Records to process
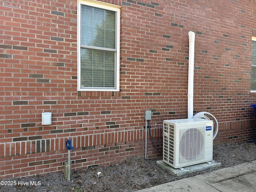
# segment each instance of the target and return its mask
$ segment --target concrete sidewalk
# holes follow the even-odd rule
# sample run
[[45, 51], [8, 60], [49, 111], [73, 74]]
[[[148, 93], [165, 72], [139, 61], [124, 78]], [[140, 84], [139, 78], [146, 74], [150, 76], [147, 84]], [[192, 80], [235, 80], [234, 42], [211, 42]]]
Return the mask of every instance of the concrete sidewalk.
[[256, 160], [138, 191], [255, 192]]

Exercise requirements
All of the entries above should be duplicated exactly, except for the pictures.

Result of the exercise
# segment each instance of the target and return its mask
$ segment --target concrete sidewalk
# holes follow the even-odd rule
# sample run
[[45, 51], [8, 60], [49, 111], [73, 74]]
[[[148, 93], [165, 72], [139, 61], [124, 78]], [[140, 84], [139, 78], [146, 74], [150, 76], [147, 84]], [[192, 80], [235, 80], [234, 42], [211, 42]]]
Return the mask of every instance of the concrete sidewalk.
[[256, 160], [138, 191], [255, 192]]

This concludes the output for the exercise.